> **What to do**: Omit the images, then print each record below exactly as it reads.

> **Supplied material**:
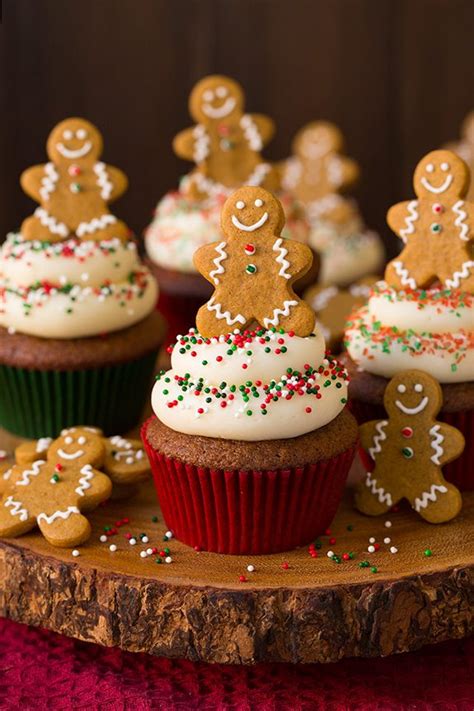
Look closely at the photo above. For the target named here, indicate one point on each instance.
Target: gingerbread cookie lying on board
(409, 450)
(54, 481)
(437, 228)
(333, 305)
(317, 172)
(74, 188)
(253, 269)
(225, 144)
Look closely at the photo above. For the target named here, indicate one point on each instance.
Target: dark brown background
(396, 75)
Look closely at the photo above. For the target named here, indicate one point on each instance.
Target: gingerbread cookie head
(413, 393)
(409, 449)
(215, 98)
(441, 175)
(253, 269)
(73, 141)
(317, 139)
(252, 213)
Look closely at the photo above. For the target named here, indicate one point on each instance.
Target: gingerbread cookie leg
(64, 528)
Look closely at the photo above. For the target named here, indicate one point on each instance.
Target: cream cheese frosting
(432, 330)
(181, 225)
(250, 386)
(74, 288)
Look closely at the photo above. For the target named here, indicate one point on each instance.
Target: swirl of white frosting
(250, 386)
(432, 330)
(74, 288)
(180, 226)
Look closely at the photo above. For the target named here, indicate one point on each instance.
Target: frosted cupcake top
(72, 288)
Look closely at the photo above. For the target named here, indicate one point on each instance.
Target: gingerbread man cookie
(317, 172)
(409, 450)
(436, 228)
(226, 142)
(333, 306)
(53, 491)
(465, 149)
(74, 188)
(253, 269)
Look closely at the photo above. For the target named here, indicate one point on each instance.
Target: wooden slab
(292, 608)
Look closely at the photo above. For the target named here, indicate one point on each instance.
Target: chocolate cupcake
(79, 334)
(422, 315)
(251, 442)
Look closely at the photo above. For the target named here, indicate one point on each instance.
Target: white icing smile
(64, 455)
(219, 111)
(250, 228)
(433, 189)
(412, 410)
(78, 153)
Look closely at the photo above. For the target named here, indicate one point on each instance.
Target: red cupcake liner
(247, 512)
(460, 472)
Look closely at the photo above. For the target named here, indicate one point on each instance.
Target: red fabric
(42, 671)
(252, 512)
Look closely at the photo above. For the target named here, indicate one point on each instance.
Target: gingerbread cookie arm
(208, 260)
(447, 443)
(401, 218)
(184, 143)
(264, 125)
(31, 180)
(119, 182)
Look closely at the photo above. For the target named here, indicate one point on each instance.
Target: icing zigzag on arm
(220, 249)
(436, 444)
(378, 438)
(281, 258)
(409, 220)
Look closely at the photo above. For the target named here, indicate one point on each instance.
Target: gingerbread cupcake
(225, 144)
(79, 333)
(251, 442)
(422, 315)
(317, 175)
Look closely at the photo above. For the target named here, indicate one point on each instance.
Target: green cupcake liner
(40, 403)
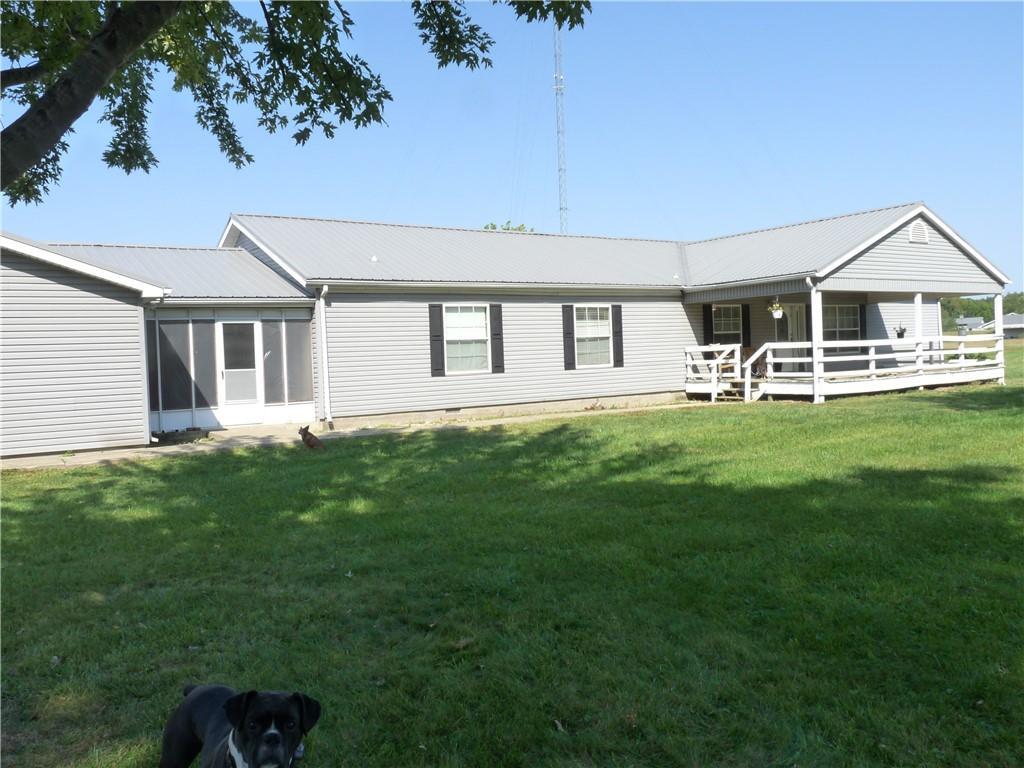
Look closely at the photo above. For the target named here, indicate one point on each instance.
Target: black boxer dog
(228, 729)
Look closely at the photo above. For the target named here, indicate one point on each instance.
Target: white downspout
(998, 330)
(322, 343)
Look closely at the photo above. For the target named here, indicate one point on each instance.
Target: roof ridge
(152, 247)
(804, 223)
(456, 228)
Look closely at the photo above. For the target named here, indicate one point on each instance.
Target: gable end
(916, 257)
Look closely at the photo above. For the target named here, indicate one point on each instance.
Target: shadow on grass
(448, 595)
(1009, 399)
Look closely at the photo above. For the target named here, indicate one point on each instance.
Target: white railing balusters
(907, 357)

> **Task result**:
Look closely at the photo above. For the target named here, indicate one point on each instance.
Target: gingerbread cookie lying on board
(409, 450)
(54, 481)
(437, 228)
(333, 305)
(317, 172)
(74, 188)
(253, 269)
(225, 144)
Look closely at the photo above. For the target named here, indicate one point on each instance.
Target: dark brown background
(396, 75)
Look closely at the photo above. For the target named here, indicate one point on each instance.
Target: gingerbread cookie head
(413, 393)
(409, 449)
(215, 98)
(441, 175)
(253, 269)
(73, 141)
(317, 139)
(252, 213)
Look closely at the photo above. For the target named here, indicate one point on each instance.
Target: gingerbread cookie leg
(64, 528)
Look closely at the photo above. For the target named here, indicate one point on each instance.
Target: cream cheese frosting
(432, 330)
(181, 225)
(250, 386)
(74, 288)
Look closely at the photo above. For the target named here, indicate one point on each instance.
Target: swirl of white frosting
(250, 386)
(432, 330)
(74, 288)
(180, 226)
Look closely at the photo above. For the target named here, indicate one point on each instance.
Target: frosted cupcake top
(72, 288)
Look closely at the photo above. For the target named here, indicate one point on each instance.
Target: gingerbread man cookie
(317, 172)
(409, 450)
(436, 228)
(226, 142)
(333, 306)
(53, 491)
(465, 149)
(74, 188)
(253, 269)
Look closely at the photo above. For the target named here, indicate one point on each instance.
Target: wooden slab
(292, 608)
Look closely at the photo above. For the target named here, indicate one point on each instance.
Target: chocolate cupcake
(79, 334)
(422, 315)
(251, 442)
Look closely at the photo above. For the target named here, indicate one point on each instance.
Target: white icing smile
(64, 455)
(219, 111)
(250, 228)
(433, 189)
(412, 410)
(78, 153)
Look closely at the photo above. For the target named here, indicate one point on each instance.
Target: red cupcake liner
(247, 512)
(460, 472)
Look closely at the photo above. For the target named here, indicate one point on each instance.
Target: red fabric
(42, 671)
(252, 512)
Look closely at the photo above. For the target named here, indicate one point on each instance.
Target: gingerbread cookie arm
(208, 260)
(447, 443)
(401, 218)
(184, 143)
(264, 125)
(31, 180)
(119, 182)
Look closely at the photo above. For the target named here, indicate one point on each instance.
Target: icing zigzag on arm
(220, 249)
(436, 444)
(378, 438)
(281, 258)
(409, 220)
Look closely at the photo above. For the target named here, indicate one point on each instance.
Target: gingerbread cupcake
(225, 144)
(79, 333)
(251, 442)
(422, 315)
(317, 175)
Look closely at the photo above. For the target named here, indicate one point on each instance.
Target: green cupcake liner
(40, 403)
Look closely at the photo above. For the target named here, indicate one point on each instance.
Target: black boxer dog
(228, 729)
Look closely at the photo above. For the target named here, indicate one point on each instance.
Target: white downspout
(998, 330)
(322, 343)
Look closely at the photo above. For the target named here, indicate one point on each instance.
Target: roof ridge
(152, 247)
(804, 223)
(456, 228)
Look closely at the photo above. For the target named here, indicate one point on each instance.
Target: gable end
(916, 257)
Look closely at the photo above. For the target named here, indicate one point on each instance.
Target: shadow on grass
(448, 595)
(1009, 399)
Look closely at the photo above. For the target named here, indicate one point on each instance.
Target: white railing balusters
(907, 357)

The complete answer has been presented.